## LISTED ENTRIES
*** Begin section ***

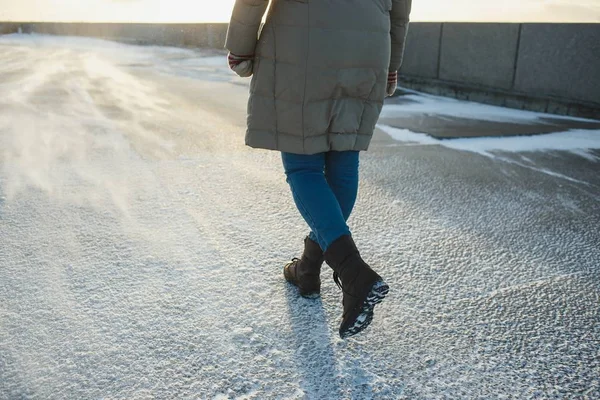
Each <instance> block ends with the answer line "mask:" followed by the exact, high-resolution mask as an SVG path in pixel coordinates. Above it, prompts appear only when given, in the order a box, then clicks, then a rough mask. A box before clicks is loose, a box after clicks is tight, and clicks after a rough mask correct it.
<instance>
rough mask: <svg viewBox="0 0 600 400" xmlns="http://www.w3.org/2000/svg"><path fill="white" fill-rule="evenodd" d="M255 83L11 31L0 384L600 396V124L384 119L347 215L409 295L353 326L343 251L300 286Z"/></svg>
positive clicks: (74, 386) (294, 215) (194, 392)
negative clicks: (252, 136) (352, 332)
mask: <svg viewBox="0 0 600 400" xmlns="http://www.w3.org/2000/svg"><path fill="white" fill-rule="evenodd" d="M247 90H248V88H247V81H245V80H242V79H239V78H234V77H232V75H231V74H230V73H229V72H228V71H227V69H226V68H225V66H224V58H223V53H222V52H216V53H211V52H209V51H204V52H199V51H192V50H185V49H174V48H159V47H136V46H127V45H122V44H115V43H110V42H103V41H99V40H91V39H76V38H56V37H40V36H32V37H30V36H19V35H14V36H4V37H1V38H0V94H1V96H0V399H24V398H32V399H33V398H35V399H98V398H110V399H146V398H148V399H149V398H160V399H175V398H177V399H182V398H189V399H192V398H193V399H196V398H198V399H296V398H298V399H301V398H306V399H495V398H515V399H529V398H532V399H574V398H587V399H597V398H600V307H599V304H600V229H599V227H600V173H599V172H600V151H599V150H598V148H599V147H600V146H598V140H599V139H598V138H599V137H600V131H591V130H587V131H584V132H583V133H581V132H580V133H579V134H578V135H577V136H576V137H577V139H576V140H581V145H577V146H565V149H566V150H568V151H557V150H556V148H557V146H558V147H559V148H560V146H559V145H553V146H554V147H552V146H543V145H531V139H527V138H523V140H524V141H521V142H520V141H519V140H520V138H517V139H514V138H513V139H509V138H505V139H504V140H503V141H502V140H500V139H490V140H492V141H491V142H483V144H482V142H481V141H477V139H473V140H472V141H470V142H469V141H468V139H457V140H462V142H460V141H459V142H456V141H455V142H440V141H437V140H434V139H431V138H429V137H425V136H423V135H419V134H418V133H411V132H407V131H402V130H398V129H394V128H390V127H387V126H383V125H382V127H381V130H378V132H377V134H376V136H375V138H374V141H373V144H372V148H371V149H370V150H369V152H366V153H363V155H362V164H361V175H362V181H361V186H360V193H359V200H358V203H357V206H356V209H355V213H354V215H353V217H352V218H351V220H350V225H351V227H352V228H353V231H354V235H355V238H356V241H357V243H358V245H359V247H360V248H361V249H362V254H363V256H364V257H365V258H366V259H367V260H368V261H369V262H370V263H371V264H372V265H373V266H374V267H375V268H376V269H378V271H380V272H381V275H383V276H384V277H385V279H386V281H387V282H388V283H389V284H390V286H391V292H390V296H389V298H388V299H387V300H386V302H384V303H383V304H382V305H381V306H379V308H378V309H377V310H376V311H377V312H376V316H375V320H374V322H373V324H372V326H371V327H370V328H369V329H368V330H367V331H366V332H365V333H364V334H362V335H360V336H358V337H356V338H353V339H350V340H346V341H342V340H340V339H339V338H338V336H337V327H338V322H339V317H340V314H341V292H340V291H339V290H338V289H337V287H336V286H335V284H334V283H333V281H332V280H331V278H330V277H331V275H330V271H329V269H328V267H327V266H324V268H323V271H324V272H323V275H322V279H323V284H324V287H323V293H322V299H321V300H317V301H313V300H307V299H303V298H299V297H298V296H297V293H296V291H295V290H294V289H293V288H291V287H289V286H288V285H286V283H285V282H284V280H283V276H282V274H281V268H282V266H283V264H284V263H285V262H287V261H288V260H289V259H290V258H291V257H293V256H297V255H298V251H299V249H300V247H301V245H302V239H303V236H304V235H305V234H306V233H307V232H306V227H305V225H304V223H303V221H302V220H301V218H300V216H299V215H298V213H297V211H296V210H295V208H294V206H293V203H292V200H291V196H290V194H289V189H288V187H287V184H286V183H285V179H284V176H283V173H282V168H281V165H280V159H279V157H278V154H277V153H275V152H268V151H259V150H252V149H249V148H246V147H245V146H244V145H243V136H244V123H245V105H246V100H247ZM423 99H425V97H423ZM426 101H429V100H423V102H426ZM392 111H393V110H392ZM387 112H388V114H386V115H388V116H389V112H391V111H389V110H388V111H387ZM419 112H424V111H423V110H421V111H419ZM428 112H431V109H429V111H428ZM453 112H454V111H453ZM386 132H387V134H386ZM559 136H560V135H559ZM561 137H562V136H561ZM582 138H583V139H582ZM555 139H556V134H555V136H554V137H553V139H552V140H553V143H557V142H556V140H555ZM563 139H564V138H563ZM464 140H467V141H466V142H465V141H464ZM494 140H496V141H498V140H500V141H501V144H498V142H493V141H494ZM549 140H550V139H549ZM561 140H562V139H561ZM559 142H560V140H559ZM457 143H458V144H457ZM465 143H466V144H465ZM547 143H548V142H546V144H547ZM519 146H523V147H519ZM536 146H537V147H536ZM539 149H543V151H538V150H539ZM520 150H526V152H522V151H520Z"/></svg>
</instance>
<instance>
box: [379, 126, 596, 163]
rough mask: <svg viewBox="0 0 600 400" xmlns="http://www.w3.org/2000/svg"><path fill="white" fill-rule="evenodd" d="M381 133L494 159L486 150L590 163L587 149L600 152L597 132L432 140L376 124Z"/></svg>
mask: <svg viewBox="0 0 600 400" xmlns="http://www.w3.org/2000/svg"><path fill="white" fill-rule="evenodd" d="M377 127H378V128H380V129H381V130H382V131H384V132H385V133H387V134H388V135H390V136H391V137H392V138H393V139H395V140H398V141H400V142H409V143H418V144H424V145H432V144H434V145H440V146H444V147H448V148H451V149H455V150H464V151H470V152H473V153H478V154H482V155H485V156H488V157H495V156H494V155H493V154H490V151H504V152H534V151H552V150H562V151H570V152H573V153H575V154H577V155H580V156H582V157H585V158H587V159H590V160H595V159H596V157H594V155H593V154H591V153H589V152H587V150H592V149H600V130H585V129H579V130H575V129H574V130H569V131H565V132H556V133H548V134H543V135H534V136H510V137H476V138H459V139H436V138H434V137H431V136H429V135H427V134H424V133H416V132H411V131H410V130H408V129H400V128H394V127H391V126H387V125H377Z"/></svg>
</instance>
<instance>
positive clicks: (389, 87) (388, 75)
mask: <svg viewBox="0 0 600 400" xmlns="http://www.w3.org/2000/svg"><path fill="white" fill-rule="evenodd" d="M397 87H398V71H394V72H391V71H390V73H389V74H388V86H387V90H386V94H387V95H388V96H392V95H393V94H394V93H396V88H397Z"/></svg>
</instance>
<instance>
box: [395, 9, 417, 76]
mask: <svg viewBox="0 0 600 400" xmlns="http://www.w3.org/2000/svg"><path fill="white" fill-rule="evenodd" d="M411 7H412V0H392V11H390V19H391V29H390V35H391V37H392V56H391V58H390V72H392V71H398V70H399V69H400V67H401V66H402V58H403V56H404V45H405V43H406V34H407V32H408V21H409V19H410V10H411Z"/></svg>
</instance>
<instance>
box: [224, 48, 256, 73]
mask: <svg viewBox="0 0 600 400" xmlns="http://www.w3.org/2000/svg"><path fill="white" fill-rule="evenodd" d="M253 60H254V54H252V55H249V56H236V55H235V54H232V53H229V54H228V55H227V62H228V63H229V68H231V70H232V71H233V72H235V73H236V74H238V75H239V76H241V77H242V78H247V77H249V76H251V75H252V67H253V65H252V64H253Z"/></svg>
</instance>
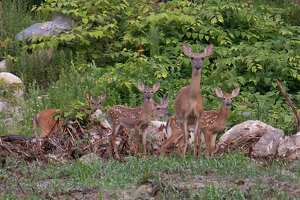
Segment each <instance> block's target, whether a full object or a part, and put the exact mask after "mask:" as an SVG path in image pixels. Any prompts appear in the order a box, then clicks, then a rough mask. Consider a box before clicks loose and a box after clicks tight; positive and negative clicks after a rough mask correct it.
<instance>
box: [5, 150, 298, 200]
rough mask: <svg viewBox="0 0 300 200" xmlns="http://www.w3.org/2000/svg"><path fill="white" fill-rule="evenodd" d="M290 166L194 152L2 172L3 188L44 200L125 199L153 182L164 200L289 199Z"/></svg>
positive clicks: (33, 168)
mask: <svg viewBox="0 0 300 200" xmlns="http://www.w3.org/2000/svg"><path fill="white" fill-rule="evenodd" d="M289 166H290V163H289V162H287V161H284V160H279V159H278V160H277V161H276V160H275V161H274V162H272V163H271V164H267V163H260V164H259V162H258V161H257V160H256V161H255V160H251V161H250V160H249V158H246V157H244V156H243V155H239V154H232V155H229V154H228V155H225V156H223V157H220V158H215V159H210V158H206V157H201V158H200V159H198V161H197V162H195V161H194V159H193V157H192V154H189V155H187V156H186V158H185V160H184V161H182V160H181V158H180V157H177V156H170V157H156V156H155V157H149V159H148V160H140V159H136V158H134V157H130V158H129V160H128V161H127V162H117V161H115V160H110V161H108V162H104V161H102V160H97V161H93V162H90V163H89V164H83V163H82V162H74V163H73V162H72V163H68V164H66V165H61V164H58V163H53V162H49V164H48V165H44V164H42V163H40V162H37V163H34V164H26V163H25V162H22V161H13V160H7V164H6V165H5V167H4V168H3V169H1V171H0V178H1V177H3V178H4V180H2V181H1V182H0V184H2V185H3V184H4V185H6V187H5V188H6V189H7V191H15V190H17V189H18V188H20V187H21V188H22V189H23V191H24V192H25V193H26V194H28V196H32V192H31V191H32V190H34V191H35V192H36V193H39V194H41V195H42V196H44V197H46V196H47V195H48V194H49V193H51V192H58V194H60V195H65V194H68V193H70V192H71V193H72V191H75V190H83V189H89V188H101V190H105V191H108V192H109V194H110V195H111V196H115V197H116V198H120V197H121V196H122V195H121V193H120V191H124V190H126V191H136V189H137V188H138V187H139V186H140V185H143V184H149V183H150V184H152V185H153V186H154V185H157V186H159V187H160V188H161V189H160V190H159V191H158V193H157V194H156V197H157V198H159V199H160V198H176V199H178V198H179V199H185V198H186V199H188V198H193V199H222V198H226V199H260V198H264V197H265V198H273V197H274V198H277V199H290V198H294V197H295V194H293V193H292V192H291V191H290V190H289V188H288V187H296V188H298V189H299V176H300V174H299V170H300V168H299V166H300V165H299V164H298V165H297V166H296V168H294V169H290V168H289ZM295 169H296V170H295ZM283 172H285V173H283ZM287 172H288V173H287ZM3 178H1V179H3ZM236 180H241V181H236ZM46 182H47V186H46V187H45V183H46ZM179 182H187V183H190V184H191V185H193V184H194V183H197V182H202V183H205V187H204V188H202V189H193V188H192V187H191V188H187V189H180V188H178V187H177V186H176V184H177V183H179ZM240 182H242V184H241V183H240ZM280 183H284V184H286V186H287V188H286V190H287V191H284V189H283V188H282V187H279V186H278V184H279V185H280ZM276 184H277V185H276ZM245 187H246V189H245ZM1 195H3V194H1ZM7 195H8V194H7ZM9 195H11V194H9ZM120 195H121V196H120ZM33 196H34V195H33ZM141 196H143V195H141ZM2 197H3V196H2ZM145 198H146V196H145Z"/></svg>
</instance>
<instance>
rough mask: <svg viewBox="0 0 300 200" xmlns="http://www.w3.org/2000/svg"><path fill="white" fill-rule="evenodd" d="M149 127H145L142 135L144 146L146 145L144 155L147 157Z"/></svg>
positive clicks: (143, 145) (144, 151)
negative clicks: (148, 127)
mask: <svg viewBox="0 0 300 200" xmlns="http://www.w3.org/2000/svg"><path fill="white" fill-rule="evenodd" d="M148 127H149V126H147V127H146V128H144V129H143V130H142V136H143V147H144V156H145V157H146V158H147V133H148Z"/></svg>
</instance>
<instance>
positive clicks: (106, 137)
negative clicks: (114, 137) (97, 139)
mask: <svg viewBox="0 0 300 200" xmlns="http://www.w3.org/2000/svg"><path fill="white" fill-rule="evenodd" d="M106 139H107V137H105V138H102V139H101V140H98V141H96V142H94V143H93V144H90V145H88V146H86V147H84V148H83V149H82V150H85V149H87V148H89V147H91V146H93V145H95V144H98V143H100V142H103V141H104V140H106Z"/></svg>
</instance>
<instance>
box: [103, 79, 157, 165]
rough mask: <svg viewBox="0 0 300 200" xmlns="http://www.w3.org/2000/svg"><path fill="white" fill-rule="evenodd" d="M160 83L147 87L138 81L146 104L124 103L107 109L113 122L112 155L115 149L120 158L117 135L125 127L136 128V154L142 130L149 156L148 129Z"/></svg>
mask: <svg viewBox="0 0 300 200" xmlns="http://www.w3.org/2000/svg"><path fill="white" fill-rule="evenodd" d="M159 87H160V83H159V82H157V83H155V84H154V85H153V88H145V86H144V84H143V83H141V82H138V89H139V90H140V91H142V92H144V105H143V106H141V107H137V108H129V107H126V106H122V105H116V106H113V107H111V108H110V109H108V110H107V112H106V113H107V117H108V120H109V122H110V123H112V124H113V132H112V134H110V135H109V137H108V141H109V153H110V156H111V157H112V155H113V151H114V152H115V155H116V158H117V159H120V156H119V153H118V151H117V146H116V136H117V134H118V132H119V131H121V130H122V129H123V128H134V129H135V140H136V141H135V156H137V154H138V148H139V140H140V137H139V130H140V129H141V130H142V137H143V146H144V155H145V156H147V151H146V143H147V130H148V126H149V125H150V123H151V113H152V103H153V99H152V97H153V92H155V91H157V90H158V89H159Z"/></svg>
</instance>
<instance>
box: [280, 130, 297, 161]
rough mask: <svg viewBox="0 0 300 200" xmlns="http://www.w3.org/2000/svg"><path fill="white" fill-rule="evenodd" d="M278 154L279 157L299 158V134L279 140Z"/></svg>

*** End section ***

## WHAT TO DO
From the records above, copy only the lines running from the line holding "box: [224, 48, 256, 73]" through the line holding "166L194 152L2 172L3", with no pictures.

## EXPECTED ANSWER
box: [224, 48, 256, 73]
mask: <svg viewBox="0 0 600 400" xmlns="http://www.w3.org/2000/svg"><path fill="white" fill-rule="evenodd" d="M253 60H254V54H252V55H249V56H236V55H235V54H232V53H229V54H228V55H227V62H228V63H229V68H231V70H232V71H233V72H235V73H236V74H238V75H239V76H241V77H242V78H247V77H249V76H251V75H252V67H253V65H252V64H253Z"/></svg>
</instance>
Segment each <instance> block's target, whether a full object or a part, and put the exact mask after "mask:" as an SVG path in image pixels. Any prompts appear in the order a box, then clicks, then a rough mask. Consider a box before clicks loose and a box after clicks tight; positive and negative clicks after a rough mask correct it.
<instance>
box: [5, 150, 298, 200]
rough mask: <svg viewBox="0 0 300 200" xmlns="http://www.w3.org/2000/svg"><path fill="white" fill-rule="evenodd" d="M290 166L194 152L2 172L3 188L44 200L125 199L153 182L164 200L289 199Z"/></svg>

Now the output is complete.